-- Begin --

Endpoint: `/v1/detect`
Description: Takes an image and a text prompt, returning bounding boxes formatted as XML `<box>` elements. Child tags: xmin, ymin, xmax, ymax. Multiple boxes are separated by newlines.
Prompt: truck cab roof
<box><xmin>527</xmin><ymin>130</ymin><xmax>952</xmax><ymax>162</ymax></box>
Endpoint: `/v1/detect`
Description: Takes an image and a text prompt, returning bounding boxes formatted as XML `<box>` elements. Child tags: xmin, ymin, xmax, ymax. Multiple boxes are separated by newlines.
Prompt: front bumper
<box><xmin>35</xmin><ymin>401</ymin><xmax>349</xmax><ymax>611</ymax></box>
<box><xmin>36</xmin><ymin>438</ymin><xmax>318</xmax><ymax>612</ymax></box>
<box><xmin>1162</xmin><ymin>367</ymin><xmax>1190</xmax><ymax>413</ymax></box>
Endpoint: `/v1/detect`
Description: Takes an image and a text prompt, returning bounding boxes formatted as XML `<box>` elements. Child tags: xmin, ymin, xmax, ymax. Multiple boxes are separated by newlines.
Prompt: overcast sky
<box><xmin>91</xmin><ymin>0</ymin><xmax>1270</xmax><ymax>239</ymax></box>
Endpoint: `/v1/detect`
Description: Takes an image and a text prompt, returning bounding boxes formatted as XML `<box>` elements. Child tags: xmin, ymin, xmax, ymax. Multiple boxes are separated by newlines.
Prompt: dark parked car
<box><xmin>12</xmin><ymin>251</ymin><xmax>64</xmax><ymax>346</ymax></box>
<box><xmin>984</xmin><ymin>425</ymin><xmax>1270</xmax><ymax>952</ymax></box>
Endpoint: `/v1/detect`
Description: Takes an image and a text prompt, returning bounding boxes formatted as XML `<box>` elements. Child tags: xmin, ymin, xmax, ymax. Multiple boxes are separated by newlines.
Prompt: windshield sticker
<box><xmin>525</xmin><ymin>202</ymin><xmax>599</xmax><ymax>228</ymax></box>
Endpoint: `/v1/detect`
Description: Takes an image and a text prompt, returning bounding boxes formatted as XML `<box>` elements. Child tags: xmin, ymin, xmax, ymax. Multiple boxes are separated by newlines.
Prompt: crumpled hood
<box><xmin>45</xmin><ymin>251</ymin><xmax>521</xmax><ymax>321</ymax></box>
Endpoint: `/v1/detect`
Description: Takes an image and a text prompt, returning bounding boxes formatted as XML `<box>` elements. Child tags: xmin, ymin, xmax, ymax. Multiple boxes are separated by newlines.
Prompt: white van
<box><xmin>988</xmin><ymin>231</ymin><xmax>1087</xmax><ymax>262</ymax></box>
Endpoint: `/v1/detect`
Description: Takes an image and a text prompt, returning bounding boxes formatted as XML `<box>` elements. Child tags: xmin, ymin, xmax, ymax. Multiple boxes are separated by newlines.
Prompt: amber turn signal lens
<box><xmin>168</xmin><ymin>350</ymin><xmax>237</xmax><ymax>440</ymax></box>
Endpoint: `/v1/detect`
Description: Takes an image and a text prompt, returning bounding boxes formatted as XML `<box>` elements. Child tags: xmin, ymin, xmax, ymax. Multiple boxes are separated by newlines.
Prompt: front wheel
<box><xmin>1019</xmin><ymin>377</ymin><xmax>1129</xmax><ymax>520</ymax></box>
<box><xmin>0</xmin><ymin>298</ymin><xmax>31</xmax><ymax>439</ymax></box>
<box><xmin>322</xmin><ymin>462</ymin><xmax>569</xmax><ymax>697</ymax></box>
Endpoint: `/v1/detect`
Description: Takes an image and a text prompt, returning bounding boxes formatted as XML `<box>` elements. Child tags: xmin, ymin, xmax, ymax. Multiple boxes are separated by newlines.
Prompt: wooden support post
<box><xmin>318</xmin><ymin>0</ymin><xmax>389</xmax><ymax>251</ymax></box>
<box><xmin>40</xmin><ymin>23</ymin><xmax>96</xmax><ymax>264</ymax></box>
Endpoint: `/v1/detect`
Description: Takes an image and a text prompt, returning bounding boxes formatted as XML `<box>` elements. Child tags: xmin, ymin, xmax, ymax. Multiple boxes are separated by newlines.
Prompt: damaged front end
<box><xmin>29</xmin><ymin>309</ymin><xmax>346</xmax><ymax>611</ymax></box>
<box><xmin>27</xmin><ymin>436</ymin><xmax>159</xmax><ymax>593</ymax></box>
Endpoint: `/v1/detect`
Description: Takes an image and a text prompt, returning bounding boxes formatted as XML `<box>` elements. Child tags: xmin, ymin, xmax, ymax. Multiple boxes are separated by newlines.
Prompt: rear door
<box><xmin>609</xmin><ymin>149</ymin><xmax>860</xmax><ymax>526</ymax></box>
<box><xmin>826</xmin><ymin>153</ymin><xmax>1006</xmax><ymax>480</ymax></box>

-- End --

Collect every line in the entries above that contains the string "front". Matching is case-sensitive.

Prompt: front bumper
Prompt: front wheel
Prompt: damaged front end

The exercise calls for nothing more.